── Provided entries

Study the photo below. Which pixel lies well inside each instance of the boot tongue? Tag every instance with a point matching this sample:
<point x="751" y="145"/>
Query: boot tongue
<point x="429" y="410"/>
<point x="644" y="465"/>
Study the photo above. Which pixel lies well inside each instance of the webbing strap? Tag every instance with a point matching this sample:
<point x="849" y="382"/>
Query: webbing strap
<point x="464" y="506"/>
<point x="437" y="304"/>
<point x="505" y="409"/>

────

*Given task*:
Rewrite the listing above, swapping every "instance" for "object" and leaving everything else as it is.

*Solution to the exercise*:
Study the photo below. Which pixel lies well inside each object of the boot tongue? Tag every object with a point matching this sample:
<point x="751" y="145"/>
Query: boot tongue
<point x="429" y="410"/>
<point x="644" y="465"/>
Study the photo above. Which pixel lies well inside each object of the webbing strap? Tag every object with a point matching this sample:
<point x="849" y="382"/>
Query: webbing strap
<point x="464" y="506"/>
<point x="437" y="304"/>
<point x="505" y="409"/>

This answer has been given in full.